**What you have to do:** Your answer should consist of every line from the records that holds the string "lantern".

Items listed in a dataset

======

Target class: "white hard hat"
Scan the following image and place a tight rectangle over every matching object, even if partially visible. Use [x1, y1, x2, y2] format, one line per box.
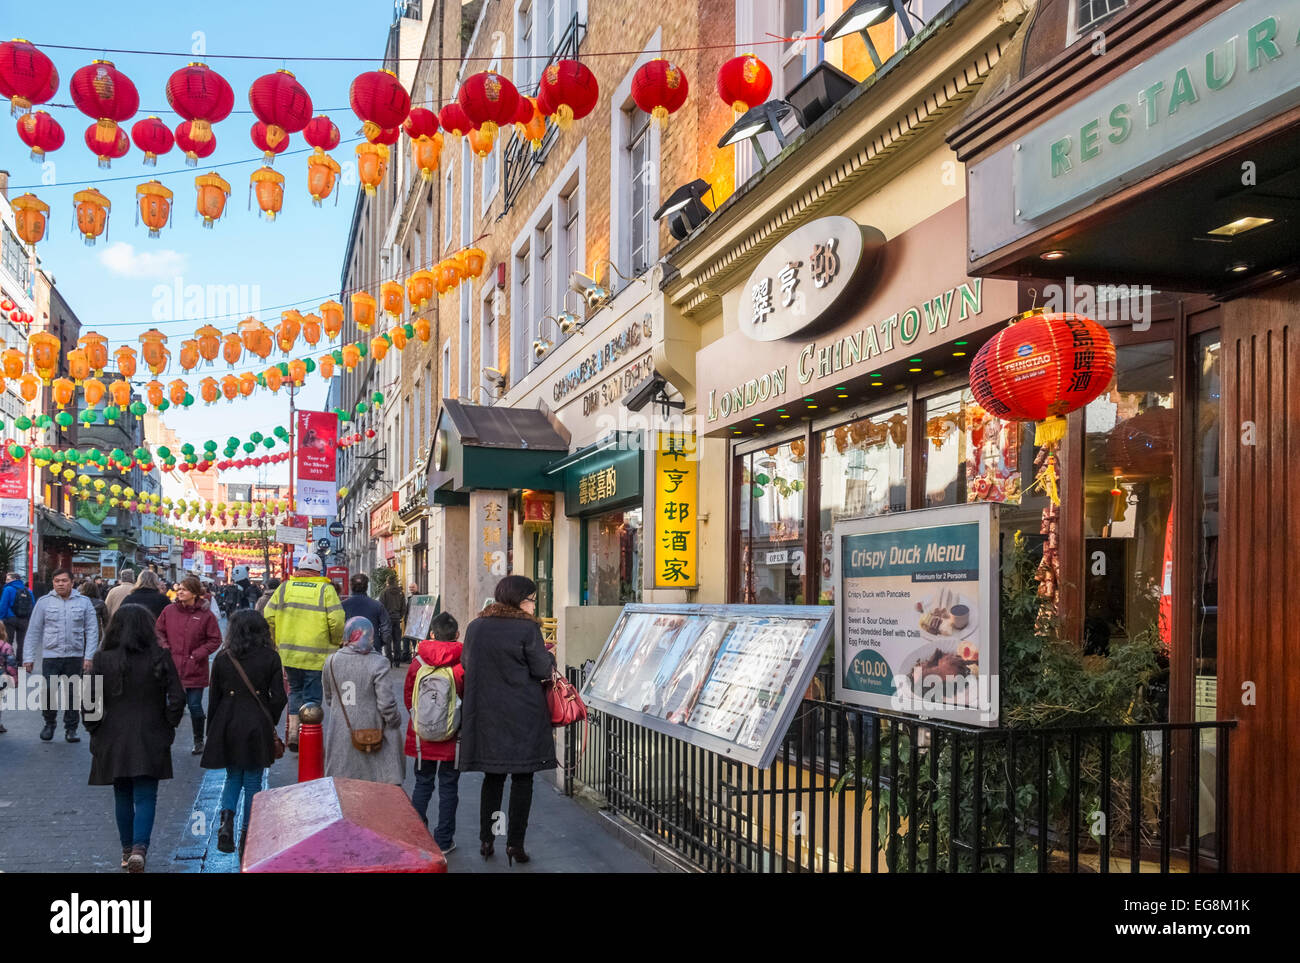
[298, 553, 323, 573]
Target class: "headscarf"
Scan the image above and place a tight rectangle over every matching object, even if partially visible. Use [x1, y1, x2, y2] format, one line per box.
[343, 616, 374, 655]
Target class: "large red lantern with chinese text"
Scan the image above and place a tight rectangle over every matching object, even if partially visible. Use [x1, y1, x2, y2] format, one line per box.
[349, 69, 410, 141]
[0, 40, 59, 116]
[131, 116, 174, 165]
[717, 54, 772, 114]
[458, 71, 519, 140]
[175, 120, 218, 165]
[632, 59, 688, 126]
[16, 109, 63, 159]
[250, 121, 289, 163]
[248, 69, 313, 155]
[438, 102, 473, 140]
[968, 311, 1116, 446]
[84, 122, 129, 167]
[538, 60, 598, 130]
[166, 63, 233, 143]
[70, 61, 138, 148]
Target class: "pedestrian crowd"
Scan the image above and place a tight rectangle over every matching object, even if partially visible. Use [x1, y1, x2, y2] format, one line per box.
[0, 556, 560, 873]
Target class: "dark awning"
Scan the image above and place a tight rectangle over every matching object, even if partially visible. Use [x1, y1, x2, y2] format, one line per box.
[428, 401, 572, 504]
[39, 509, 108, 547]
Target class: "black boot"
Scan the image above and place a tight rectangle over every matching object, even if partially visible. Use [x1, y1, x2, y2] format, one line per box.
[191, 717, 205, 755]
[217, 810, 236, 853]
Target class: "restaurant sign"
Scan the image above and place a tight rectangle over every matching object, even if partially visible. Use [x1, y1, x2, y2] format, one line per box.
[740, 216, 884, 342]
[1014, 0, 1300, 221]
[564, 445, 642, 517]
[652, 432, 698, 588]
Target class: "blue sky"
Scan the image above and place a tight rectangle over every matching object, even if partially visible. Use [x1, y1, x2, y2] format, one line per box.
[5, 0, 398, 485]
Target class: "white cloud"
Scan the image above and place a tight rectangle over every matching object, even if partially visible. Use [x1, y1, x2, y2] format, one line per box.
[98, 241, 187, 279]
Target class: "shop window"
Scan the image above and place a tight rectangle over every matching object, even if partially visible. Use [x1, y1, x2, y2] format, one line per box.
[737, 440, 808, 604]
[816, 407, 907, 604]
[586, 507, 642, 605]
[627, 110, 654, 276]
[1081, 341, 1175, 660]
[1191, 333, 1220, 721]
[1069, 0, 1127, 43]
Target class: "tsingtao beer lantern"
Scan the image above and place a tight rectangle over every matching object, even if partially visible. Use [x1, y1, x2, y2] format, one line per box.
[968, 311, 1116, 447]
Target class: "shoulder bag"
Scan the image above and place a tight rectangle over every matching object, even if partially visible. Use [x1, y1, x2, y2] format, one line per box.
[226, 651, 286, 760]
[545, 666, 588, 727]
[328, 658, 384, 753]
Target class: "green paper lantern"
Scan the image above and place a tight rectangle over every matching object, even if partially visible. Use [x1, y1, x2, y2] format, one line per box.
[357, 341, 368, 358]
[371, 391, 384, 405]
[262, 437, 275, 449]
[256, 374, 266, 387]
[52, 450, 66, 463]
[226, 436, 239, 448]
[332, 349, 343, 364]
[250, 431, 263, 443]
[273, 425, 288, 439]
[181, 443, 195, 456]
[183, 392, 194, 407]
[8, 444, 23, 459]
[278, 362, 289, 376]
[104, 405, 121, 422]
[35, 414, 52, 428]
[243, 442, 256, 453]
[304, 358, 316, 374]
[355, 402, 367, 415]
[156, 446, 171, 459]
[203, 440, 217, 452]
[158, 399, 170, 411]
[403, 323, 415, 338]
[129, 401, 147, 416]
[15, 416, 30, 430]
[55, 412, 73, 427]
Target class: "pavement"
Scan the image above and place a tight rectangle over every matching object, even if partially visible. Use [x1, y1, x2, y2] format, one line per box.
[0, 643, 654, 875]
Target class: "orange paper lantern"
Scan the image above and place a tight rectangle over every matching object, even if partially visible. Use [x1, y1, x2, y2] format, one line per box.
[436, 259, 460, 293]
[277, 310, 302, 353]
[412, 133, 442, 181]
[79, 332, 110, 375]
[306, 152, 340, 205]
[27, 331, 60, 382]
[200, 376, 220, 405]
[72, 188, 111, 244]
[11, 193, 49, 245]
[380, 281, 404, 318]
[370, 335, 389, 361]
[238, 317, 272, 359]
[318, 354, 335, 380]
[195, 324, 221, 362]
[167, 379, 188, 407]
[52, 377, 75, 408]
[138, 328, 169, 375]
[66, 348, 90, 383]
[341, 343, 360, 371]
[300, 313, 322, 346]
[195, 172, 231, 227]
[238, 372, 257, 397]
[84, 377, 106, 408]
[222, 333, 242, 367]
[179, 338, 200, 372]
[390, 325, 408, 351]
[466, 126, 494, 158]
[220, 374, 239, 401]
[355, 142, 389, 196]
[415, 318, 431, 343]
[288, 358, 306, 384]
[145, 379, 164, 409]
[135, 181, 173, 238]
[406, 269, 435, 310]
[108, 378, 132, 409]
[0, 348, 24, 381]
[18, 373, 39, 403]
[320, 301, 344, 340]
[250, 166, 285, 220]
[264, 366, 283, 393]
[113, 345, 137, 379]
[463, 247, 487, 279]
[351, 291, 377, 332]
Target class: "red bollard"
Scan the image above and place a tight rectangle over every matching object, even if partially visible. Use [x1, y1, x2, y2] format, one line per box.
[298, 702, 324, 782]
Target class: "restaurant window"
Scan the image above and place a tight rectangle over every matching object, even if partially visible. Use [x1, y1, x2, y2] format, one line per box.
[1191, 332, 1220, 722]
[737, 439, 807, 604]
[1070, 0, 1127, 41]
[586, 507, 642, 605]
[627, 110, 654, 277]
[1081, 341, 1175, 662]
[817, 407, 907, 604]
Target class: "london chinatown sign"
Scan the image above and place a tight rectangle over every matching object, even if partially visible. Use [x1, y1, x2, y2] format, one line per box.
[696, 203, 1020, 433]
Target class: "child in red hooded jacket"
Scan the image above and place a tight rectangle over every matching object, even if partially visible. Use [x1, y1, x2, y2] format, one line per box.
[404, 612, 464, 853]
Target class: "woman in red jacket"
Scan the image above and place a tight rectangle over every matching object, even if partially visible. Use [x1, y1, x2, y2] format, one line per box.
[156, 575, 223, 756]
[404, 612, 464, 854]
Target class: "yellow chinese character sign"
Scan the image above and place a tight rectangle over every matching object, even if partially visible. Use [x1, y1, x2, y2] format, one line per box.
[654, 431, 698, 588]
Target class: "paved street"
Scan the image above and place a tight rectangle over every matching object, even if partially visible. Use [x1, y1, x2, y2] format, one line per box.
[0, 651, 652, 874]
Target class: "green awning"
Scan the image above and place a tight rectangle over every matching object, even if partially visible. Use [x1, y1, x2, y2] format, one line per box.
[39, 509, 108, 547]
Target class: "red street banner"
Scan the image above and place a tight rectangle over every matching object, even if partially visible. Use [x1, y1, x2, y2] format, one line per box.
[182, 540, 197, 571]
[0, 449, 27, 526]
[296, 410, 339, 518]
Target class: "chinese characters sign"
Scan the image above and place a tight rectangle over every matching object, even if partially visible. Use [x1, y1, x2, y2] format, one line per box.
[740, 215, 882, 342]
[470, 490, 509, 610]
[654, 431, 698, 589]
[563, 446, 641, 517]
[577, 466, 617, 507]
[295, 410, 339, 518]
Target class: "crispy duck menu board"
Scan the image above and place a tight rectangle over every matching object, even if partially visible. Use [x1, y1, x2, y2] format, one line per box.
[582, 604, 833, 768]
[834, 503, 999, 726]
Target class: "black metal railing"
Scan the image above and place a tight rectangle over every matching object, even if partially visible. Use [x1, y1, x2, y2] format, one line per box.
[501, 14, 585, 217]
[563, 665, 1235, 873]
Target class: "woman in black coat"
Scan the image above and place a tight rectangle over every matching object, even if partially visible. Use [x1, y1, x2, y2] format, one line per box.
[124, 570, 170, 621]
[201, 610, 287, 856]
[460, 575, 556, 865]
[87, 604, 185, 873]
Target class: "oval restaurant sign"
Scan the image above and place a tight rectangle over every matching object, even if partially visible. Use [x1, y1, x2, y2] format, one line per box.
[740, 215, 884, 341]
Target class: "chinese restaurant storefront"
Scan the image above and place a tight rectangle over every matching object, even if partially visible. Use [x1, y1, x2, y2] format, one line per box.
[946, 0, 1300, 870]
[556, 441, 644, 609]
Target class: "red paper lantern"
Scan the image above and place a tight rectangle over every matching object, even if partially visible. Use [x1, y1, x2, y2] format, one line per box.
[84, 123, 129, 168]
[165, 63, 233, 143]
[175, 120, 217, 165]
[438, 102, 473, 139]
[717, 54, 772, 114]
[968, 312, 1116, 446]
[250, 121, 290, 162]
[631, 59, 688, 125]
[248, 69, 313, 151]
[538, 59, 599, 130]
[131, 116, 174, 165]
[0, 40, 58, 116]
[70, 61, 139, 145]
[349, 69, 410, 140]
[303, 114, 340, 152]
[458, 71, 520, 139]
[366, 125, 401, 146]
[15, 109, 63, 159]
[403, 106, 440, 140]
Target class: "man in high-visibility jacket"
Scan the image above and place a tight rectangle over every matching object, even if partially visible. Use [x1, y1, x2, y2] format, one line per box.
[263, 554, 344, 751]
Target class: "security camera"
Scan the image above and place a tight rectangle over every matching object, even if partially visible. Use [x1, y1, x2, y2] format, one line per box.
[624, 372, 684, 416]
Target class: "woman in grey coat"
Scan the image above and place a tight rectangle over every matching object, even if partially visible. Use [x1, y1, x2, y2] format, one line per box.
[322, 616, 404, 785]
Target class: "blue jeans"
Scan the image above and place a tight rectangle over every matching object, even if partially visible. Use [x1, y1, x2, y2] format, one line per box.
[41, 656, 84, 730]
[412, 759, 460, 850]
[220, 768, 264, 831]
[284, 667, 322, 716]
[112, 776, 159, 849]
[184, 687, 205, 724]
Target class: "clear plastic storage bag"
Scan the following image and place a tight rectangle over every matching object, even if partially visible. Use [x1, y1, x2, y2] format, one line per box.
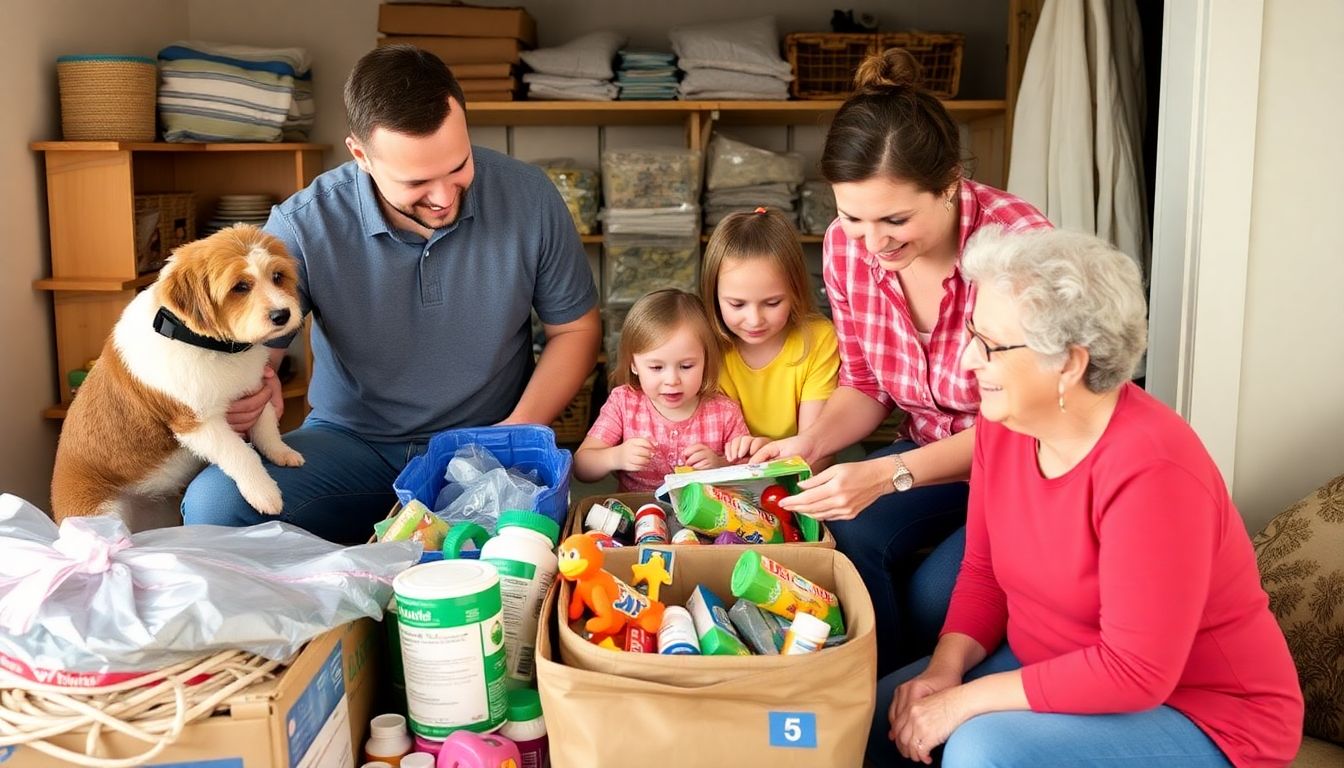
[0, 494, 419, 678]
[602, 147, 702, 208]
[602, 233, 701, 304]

======

**Response:**
Target class: "large red lantern with chinese text"
Target class: "tsingtao beer lantern"
Target class: "green paper lantern"
Target class: "orange paper lantern"
Target class: "red paper lantern"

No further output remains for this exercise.